▶ _WORK TO DO_:
Copy out the records verbatim, from the line that contains "[pin] sliding glass" through the end of the records, including both ends.

▶ _EXERCISE INPUT_:
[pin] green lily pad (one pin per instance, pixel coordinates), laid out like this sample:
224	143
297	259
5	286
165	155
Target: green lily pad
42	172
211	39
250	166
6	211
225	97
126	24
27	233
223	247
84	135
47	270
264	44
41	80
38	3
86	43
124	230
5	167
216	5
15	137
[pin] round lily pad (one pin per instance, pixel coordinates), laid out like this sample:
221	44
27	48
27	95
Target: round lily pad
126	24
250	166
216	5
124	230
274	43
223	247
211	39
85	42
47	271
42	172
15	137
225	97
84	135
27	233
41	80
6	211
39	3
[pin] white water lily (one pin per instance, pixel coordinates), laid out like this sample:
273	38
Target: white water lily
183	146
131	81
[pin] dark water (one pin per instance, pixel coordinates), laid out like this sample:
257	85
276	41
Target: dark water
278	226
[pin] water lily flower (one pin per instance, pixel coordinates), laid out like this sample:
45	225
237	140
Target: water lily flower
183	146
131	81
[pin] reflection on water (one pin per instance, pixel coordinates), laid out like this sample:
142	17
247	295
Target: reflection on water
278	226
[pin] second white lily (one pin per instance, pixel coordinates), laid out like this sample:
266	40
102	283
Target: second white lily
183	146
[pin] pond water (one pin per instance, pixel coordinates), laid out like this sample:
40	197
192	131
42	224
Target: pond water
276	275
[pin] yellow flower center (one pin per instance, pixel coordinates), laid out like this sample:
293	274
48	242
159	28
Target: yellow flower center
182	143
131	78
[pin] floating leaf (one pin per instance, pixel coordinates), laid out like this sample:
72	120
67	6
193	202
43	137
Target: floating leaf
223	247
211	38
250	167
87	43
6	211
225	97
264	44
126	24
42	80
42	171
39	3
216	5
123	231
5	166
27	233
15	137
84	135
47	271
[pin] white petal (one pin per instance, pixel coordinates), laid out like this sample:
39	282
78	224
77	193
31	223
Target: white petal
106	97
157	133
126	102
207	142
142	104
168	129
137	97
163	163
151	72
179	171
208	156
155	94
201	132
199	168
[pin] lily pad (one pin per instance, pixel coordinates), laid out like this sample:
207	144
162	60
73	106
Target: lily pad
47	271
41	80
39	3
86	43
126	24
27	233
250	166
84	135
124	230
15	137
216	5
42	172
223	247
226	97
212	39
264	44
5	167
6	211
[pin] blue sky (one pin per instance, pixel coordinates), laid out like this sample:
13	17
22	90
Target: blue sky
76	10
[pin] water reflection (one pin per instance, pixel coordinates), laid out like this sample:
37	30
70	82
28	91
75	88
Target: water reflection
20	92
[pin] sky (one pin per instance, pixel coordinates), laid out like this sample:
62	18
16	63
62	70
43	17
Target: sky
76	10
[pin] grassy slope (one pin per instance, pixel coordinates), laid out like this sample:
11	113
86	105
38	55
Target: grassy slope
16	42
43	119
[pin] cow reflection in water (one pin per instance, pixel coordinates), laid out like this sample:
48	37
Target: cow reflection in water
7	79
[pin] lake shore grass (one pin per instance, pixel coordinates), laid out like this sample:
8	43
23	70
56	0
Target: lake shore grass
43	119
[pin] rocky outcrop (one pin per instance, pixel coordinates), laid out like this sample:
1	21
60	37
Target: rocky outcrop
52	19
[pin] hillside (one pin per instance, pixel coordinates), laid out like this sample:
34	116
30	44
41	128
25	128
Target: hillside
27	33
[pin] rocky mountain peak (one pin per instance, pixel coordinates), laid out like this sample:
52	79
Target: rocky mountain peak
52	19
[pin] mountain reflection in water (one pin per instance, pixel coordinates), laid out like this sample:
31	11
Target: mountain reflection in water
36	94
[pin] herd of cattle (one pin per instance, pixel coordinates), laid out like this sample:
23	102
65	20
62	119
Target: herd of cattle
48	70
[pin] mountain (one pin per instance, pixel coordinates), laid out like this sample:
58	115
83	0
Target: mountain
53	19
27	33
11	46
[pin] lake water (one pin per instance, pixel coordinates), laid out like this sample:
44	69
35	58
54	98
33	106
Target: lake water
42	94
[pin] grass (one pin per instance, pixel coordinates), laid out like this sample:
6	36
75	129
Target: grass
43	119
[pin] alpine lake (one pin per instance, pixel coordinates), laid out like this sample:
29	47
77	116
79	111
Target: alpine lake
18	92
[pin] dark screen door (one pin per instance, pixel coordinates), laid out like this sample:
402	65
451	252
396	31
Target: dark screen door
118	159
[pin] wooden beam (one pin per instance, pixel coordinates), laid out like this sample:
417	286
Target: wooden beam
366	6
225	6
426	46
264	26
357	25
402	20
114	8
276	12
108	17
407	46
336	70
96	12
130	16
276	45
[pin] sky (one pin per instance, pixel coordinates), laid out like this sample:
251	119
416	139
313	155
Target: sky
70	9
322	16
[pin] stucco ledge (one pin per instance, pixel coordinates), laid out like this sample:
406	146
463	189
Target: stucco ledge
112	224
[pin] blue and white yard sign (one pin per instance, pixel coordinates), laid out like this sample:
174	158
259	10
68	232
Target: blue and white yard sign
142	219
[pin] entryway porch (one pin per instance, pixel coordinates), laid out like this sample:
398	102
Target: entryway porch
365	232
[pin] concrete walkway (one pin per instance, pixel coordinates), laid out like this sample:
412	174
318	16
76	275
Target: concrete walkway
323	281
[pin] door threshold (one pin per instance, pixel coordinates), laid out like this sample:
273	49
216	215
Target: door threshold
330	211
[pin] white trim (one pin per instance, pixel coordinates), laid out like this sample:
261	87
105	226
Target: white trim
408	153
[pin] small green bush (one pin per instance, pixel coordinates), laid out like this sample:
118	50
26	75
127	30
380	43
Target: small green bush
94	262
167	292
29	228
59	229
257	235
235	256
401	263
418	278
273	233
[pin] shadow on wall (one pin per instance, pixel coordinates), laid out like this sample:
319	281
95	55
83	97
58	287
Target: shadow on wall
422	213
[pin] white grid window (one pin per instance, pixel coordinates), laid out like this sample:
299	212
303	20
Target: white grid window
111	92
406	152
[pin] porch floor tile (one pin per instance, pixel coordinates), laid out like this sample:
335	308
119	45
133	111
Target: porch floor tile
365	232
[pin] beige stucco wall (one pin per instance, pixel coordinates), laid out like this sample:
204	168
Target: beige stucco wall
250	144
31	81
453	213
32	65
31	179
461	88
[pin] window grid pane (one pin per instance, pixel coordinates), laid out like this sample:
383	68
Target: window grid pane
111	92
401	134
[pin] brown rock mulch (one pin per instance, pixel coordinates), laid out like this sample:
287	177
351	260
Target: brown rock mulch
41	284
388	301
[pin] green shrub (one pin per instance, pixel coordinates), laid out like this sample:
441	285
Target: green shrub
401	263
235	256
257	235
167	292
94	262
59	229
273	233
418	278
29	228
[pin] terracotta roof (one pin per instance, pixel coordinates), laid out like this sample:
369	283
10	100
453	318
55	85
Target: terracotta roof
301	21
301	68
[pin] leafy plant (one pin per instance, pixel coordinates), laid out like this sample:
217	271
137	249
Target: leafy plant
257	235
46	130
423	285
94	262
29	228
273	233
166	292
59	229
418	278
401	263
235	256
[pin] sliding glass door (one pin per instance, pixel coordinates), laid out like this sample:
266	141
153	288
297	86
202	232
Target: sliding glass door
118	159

▶ _FINISHED TASK_:
[pin] sliding glass door (one pin per instance, pixel coordinates), laid out like this sample:
266	141
153	288
297	86
202	232
Target: sliding glass door
118	159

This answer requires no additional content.